§ GIVEN TASK: Rewrite all the items below in full, requests included, multiplying every polygon coordinate in the answers by 1.4 and rounding each result to a whole number, with halves rounded up. Leave the pictures out of your answer.

______

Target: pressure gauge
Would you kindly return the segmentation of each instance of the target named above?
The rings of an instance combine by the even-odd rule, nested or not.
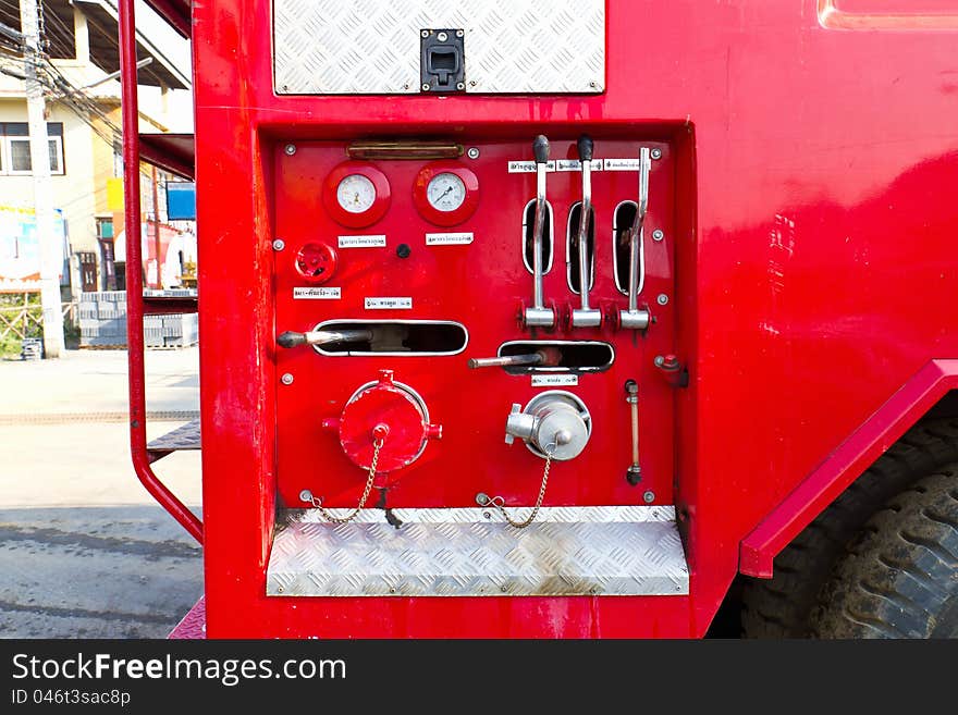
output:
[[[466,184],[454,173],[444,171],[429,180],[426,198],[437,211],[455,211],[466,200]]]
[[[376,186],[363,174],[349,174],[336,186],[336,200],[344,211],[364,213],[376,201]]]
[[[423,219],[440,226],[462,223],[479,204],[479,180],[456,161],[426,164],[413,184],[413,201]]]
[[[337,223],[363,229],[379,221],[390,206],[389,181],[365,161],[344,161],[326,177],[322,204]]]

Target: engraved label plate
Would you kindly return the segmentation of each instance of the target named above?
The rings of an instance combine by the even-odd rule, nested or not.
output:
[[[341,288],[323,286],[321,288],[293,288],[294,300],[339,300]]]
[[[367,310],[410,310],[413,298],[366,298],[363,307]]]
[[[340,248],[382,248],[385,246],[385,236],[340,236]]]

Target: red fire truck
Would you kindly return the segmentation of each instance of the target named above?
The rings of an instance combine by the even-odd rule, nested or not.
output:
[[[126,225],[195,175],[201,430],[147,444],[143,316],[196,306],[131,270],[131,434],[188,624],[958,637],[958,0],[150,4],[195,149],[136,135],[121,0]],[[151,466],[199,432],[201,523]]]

______

§ RESULT OF THIS EXERCISE:
Target: pressure gauge
Would you kindly return the segmentation of each instance of the target named above?
The rings of an instance combine by the even-odd rule, nested or not.
output:
[[[652,258],[636,242],[622,239],[601,252],[596,277],[612,295],[637,295],[652,280]]]
[[[526,260],[508,244],[489,244],[470,260],[470,280],[482,295],[510,298],[526,281]]]
[[[592,307],[616,316],[647,312],[671,286],[671,252],[638,225],[596,230],[578,258],[578,281]]]
[[[472,312],[508,321],[531,309],[546,288],[545,253],[511,225],[482,225],[456,248],[451,286]]]

Target: engraved label plate
Would you kindly return the segmentation of each instance of the target named above?
The rings of an instance combine by the even-odd rule, nested or not.
output:
[[[477,403],[452,400],[449,403],[410,403],[412,420],[475,420]]]
[[[514,434],[574,434],[578,417],[512,417],[508,430]]]
[[[476,347],[535,347],[539,344],[539,330],[476,330]]]

Target: red fire truck
Would you kindly return the segmentation of each instance of the target named above?
The rings of an instance combine by the even-odd rule, nested or not.
output:
[[[176,315],[273,245],[281,602],[206,622],[200,442],[274,428],[183,378],[183,608],[263,874],[1341,892],[1341,0],[210,6],[273,209],[190,189],[169,0]],[[211,652],[279,605],[281,732]]]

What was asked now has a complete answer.